**What you should do:**
Copy out the listing from the line that has "The exact mask" through the line that has "negative clicks: (319, 255) (296, 267)", replacing every "clicks" with "taps" and changing nothing else.

== Segment start ==

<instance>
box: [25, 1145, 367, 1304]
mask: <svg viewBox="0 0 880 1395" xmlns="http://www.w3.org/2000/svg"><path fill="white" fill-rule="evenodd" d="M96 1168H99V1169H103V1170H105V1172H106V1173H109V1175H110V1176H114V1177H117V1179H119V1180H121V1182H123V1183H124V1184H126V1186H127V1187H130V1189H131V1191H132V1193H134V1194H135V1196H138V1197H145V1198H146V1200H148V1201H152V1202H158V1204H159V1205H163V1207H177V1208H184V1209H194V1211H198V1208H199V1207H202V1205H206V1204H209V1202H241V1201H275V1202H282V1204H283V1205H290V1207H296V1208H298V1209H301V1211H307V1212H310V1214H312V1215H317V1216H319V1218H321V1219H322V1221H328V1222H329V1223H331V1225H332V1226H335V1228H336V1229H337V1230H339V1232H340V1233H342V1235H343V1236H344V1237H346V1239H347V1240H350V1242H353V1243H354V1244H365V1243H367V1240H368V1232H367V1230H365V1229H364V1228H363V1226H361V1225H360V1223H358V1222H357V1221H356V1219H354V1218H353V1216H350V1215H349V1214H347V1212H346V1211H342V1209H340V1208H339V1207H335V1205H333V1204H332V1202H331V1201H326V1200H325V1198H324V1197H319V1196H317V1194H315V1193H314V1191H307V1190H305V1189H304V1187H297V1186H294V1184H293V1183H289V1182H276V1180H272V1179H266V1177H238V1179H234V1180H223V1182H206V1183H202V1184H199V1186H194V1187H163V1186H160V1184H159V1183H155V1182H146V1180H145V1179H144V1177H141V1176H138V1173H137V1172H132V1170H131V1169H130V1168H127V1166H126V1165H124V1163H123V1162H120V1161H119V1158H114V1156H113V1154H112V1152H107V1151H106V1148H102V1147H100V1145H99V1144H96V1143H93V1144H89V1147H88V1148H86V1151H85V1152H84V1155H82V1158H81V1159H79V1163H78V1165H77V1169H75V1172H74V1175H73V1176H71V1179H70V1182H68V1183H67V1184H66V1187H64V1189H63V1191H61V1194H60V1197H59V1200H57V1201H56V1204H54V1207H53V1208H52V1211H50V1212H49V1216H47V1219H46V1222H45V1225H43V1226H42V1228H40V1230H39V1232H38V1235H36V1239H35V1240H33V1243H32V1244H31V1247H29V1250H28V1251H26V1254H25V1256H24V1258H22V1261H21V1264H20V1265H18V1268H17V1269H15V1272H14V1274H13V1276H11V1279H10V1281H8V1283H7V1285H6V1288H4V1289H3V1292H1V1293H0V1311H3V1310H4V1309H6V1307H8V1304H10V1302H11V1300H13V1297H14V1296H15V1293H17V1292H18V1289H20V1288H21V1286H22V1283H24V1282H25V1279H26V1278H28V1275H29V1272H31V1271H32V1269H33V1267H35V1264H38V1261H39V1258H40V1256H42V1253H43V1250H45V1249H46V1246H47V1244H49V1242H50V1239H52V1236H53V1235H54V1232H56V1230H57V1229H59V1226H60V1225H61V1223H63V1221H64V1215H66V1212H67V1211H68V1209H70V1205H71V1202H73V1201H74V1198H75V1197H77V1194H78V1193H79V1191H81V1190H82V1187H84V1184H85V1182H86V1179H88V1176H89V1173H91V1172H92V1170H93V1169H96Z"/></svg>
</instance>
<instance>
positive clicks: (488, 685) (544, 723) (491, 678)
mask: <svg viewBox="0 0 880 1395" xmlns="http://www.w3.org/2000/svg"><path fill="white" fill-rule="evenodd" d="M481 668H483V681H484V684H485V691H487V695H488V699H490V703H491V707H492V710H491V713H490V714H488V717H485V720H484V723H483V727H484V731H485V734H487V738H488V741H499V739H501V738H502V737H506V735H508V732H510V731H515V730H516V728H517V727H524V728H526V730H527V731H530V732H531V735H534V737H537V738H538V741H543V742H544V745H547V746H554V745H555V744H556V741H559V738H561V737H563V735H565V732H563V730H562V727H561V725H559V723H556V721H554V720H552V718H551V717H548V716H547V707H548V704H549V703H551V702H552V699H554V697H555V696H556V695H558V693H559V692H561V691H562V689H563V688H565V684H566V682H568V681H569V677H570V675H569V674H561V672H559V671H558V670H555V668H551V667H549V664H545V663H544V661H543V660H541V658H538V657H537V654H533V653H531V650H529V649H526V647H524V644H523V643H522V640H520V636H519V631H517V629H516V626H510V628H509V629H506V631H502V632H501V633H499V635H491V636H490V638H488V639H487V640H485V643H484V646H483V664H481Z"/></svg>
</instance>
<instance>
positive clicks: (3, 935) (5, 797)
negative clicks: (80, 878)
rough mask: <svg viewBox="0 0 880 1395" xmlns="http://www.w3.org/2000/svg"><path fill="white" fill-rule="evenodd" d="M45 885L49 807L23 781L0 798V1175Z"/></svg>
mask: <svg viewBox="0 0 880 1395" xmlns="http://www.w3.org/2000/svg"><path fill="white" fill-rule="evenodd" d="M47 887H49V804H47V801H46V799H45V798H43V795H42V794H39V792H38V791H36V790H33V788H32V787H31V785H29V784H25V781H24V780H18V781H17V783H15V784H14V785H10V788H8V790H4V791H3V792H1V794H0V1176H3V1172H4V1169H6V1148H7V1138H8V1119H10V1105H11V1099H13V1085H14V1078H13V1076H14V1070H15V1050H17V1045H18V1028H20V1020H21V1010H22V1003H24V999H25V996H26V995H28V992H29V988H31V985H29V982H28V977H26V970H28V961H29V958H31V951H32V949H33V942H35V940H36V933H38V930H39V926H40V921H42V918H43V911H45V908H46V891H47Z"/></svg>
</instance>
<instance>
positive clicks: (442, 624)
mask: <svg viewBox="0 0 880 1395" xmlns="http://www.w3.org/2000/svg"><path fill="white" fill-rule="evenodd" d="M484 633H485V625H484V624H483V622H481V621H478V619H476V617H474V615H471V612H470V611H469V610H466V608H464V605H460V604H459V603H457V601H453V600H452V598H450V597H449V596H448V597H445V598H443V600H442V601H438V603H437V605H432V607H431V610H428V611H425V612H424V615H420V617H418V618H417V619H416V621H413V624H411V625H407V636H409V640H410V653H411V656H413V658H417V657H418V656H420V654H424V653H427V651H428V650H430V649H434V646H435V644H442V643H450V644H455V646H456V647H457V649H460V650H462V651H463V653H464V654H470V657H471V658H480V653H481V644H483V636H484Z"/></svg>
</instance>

== Segment end ==
== Segment start ==

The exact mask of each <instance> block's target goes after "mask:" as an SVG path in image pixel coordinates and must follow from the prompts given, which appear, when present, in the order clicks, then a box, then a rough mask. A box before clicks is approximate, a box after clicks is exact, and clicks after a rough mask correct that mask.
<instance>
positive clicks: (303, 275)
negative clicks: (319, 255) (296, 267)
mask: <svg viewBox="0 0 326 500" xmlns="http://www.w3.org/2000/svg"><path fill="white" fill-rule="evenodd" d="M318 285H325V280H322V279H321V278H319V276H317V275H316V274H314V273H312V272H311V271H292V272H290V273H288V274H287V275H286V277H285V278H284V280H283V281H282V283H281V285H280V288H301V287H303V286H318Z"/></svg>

== Segment end ==

**Result of this exercise:**
The exact mask of each <instance> block's target goes after "mask:" as an SVG path in image pixel coordinates and must follow from the prompts given, which appear, when present, in the order taps, then a box, then a rough mask. A box before taps is approximate, a box after taps is exact, and taps after a rough mask correct that mask.
<instance>
positive taps: (303, 275)
negative taps: (319, 255) (296, 267)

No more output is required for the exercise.